▸ Texto da página

>>>

Miranda-Melo, A.A., Santos, F.A.M. &
Martins, F.R. 2003. Variação espacial da estrutura populacional
de Xylopia aromatica e Roupala montana em fragmentos
de cerrado. Anais do VI Congresso de Ecologia do Brasil 1: 382-383.
Resumo expandido:
1-Introdução
A vegetação de cerrado do estado de São Paulo
não foi exceção dentro da realidade histórica
de substituição da cobertura vegetal, restando hoje
algumas áreas de cerrado disjuntas, que sobreviveram a ações
antrópicas. Tal ação atua como agente de perturbação
sobre a vegetação, resultando na fragmentação
do cerrado, antes mesmo que se conheçam os processos ecológicos
envolvidos nesta fisionomia, e em transformações em
sua estrutura e nos processos de regeneração, sendo
uma das principais causas da extinção de espécies.

<<<

▸ Tarefa escrita
Liste todos os autores do resumo sobre a estrutura populacional de Xylopia aromatica e Roupala montana, na forma em que aparecem na referência. Não é preciso consultar os registros.

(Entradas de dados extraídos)
>>>

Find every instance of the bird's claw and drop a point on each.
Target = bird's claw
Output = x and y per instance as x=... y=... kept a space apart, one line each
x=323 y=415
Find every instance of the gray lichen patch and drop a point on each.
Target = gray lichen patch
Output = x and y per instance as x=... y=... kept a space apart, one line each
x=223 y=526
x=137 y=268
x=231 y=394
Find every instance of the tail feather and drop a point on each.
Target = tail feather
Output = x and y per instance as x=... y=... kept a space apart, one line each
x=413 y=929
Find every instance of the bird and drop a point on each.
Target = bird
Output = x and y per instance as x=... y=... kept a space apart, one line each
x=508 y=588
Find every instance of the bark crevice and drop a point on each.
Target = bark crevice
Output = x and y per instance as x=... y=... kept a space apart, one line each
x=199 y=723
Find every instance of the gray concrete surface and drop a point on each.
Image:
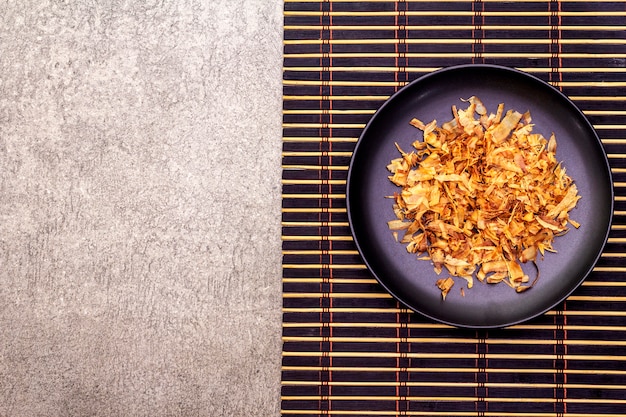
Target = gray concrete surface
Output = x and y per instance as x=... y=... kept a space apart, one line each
x=140 y=208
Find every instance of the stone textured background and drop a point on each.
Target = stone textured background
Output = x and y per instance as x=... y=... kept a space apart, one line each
x=140 y=208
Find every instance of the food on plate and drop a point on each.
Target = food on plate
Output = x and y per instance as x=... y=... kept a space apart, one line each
x=481 y=195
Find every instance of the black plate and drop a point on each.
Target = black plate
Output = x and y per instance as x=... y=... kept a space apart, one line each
x=412 y=281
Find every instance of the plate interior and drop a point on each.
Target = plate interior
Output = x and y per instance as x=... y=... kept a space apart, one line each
x=412 y=281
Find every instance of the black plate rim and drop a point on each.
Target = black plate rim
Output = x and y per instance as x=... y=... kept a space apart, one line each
x=350 y=181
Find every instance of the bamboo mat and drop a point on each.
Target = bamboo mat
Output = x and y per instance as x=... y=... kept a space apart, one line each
x=349 y=348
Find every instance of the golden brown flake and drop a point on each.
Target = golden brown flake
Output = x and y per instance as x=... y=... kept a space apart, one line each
x=481 y=194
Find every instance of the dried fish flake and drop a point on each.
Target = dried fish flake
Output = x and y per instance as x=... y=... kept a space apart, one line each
x=481 y=195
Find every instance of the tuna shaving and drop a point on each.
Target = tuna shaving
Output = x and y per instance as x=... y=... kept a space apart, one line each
x=481 y=195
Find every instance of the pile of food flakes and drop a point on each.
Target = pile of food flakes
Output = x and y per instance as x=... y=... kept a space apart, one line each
x=480 y=195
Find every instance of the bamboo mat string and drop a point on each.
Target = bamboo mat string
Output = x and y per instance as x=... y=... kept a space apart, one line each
x=351 y=349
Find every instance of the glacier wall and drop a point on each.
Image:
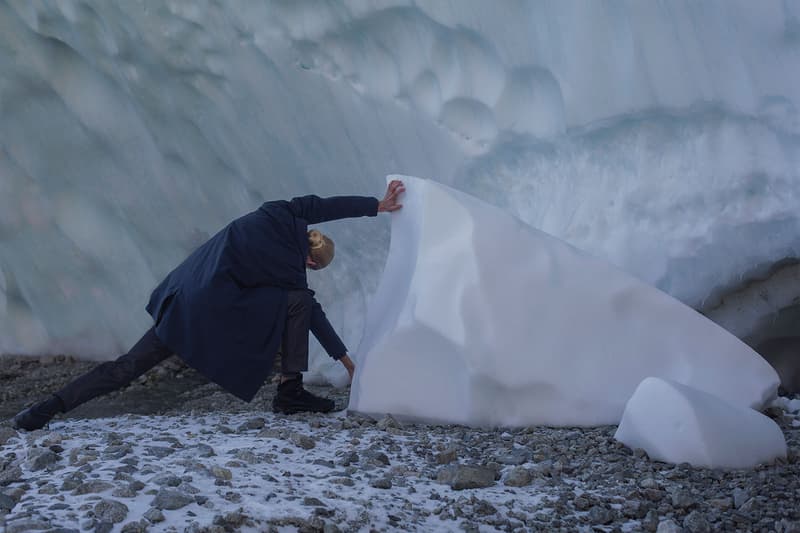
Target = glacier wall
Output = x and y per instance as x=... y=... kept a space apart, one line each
x=663 y=137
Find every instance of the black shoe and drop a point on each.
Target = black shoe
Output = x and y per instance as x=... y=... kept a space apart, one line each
x=39 y=414
x=293 y=398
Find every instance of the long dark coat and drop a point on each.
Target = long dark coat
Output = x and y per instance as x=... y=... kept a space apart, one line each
x=223 y=309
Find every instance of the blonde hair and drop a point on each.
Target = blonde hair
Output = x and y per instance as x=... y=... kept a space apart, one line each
x=320 y=248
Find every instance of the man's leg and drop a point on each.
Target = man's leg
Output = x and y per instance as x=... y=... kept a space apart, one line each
x=291 y=396
x=104 y=378
x=294 y=343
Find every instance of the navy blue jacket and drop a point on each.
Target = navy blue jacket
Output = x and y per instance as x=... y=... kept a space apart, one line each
x=223 y=309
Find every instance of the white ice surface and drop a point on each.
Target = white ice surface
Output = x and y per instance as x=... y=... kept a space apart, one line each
x=480 y=319
x=662 y=137
x=679 y=424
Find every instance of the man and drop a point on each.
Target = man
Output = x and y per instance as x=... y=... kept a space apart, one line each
x=232 y=304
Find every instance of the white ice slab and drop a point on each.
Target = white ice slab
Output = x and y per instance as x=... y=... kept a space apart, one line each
x=480 y=319
x=676 y=424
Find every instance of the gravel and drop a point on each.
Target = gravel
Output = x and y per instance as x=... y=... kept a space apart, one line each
x=209 y=462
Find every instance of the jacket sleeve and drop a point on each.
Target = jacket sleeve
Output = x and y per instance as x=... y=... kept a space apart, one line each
x=314 y=209
x=325 y=333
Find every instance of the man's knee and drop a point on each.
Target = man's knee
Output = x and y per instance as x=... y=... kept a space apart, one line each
x=300 y=301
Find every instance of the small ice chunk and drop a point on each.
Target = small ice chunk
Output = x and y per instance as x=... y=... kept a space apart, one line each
x=676 y=424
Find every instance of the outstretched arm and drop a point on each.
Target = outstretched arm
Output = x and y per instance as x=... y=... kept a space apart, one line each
x=391 y=201
x=314 y=209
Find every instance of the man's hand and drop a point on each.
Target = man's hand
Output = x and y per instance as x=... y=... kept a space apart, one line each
x=349 y=365
x=389 y=202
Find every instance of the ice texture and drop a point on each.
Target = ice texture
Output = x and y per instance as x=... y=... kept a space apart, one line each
x=675 y=423
x=662 y=137
x=480 y=319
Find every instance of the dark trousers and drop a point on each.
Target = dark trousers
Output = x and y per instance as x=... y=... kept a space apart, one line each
x=112 y=375
x=294 y=343
x=150 y=351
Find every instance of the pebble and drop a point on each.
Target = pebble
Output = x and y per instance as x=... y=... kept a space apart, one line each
x=381 y=483
x=669 y=526
x=171 y=499
x=154 y=515
x=695 y=522
x=110 y=511
x=303 y=441
x=518 y=477
x=582 y=479
x=41 y=458
x=461 y=477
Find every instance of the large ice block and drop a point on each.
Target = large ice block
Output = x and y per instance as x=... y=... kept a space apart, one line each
x=480 y=319
x=678 y=424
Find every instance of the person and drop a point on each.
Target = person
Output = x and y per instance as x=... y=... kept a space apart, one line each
x=230 y=306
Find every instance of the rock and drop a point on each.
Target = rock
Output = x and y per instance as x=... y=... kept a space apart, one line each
x=171 y=499
x=683 y=499
x=696 y=523
x=203 y=450
x=669 y=526
x=582 y=503
x=466 y=477
x=7 y=433
x=302 y=441
x=41 y=458
x=154 y=515
x=110 y=511
x=785 y=526
x=599 y=515
x=247 y=456
x=517 y=456
x=169 y=480
x=6 y=502
x=749 y=506
x=387 y=422
x=221 y=473
x=103 y=527
x=649 y=483
x=26 y=525
x=159 y=451
x=92 y=487
x=739 y=497
x=135 y=527
x=252 y=424
x=72 y=481
x=723 y=504
x=450 y=455
x=518 y=477
x=381 y=483
x=349 y=458
x=377 y=457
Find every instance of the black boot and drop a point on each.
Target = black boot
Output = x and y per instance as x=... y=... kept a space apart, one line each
x=293 y=398
x=39 y=414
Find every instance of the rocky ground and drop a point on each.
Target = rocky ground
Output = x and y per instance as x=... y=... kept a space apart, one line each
x=175 y=453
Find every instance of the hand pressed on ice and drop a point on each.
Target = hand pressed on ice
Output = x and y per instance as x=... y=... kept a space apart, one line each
x=390 y=202
x=349 y=366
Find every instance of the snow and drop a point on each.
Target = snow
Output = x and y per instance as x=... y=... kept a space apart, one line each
x=675 y=423
x=662 y=138
x=270 y=474
x=482 y=320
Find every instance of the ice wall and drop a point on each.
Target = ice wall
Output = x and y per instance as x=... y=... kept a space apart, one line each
x=661 y=136
x=480 y=319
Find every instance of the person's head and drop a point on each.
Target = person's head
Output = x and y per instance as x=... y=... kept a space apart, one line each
x=320 y=250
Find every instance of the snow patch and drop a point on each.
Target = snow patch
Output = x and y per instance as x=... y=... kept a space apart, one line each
x=679 y=424
x=482 y=320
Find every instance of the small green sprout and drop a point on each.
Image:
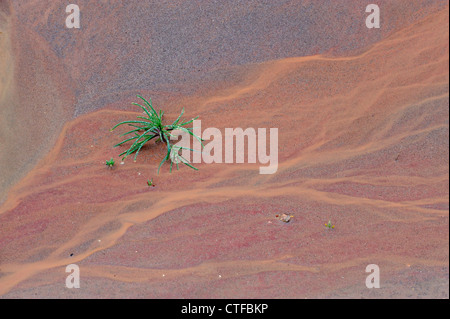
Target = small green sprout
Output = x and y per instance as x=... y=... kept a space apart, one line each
x=329 y=225
x=150 y=127
x=110 y=163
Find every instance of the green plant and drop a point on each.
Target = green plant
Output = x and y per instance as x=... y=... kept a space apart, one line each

<<<

▸ Resposta
- Miranda-Melo, A.A.
- Santos, F.A.M.
- Martins, F.R.